● TASK DETAILS
Convert the listing below into a two-column CSV with the headers input and output, one row per item. Put each item's text and its answer in their own quoted fields, and turn line breaks into spaces.

Point annotation dataset listing
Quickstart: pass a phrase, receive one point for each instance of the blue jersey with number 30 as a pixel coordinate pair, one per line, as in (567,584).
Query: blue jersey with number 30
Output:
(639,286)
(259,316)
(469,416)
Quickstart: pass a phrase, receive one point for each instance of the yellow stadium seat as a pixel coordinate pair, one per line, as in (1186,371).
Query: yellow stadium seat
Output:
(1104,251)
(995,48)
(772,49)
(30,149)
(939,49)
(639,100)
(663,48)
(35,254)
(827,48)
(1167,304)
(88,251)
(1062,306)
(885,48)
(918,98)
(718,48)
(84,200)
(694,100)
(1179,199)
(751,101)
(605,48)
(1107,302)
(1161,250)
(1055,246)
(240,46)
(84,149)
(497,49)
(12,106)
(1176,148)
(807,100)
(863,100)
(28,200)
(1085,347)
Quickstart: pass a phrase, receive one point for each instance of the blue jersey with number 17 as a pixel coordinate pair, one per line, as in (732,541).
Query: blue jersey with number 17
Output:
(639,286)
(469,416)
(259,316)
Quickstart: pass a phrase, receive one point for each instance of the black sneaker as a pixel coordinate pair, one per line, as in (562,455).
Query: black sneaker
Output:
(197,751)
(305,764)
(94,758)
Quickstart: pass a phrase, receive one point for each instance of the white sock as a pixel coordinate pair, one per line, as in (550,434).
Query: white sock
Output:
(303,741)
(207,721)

● SOLUTION FOR THIS PROBLEM
input,output
"Quickstart: pass a phrase, receive one point for each instance of the blue jersey with number 30 as a pixel coordinate pair, one per line, as in (567,584). Query: blue jersey with number 30 Output:","(639,286) (259,316) (469,416)"
"Quickstart: pass a phrase, receive one point for each instance of the yellow stadium seat as a pixel coordinate pair, one per line, as in (1186,371). Query: yellow stadium seat Output:","(1104,251) (995,48) (772,49) (30,149) (939,49) (639,100) (663,48) (35,254) (827,48) (1167,304) (88,251) (1062,306) (885,48) (918,98) (718,48) (84,200) (694,100) (1179,199) (751,101) (605,48) (1107,302) (1161,250) (1055,246) (240,46) (84,149) (497,49) (12,106) (1176,148) (807,100) (863,100) (28,200) (1085,347)"
"Quickstart: pass a phrase, receive one point for each instance of the blue jersey with number 17 as a pixel coordinate pair, one per line, as in (732,541). Query: blue jersey with number 17 Output:","(639,286) (469,416) (259,316)"
"Quickstart: pass a phrase, receive one point for each instance of the black sneaker as a pixel coordinate pair, one per line, as in (562,455). Query: black sneaker Output:","(197,751) (305,764) (94,758)"
"Quickstart: pass a phrase, receive one point for each instance of the white sock as a pixel coordinate pair, one per line, as in (550,434). Query: white sock Output:","(303,741) (207,721)"